**Problem details**
Retype every row below word for word, leaving out the pictures.

[Available records start]

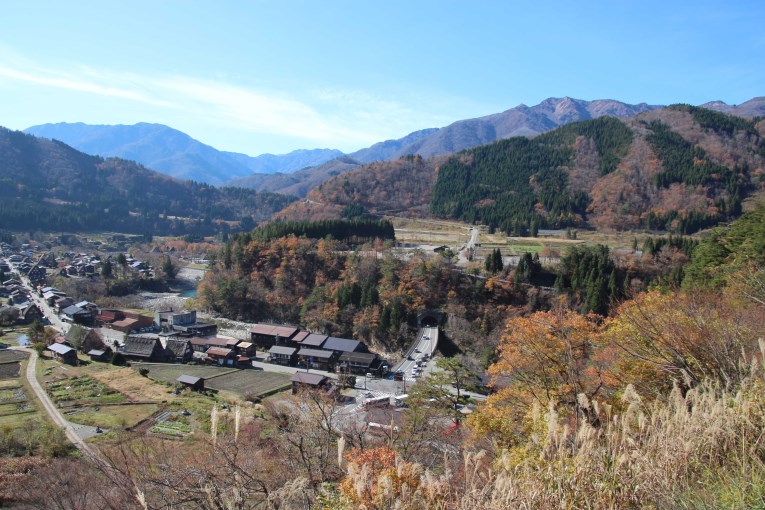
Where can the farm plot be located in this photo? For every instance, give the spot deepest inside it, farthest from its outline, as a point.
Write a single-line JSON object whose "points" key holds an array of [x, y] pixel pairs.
{"points": [[250, 382], [242, 382], [83, 390], [169, 373], [15, 407]]}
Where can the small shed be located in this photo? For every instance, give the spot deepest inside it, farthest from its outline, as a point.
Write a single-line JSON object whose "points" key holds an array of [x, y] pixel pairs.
{"points": [[317, 358], [282, 355], [221, 355], [190, 381], [63, 353], [104, 354], [179, 349], [246, 349], [302, 380]]}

[Available records end]

**Answer to this exercise**
Where can the farm plot be located in this photo? For every instance, give the spot deepest inside it, farthest from its outline, as a point.
Write a single-line JSON object whose "points" key holds an array of [x, y] pixel pairs.
{"points": [[250, 382], [242, 382], [83, 390], [169, 373], [15, 407]]}
Where can the small shed be located in this photo? For every instance, give the spot deepest inside it, farthest from its outline, as a point.
Write a single-line JSON object whose "points" key holds an array of [x, y] pixel pairs.
{"points": [[317, 358], [282, 355], [221, 355], [190, 381], [63, 353], [104, 354], [179, 349], [246, 349], [302, 380]]}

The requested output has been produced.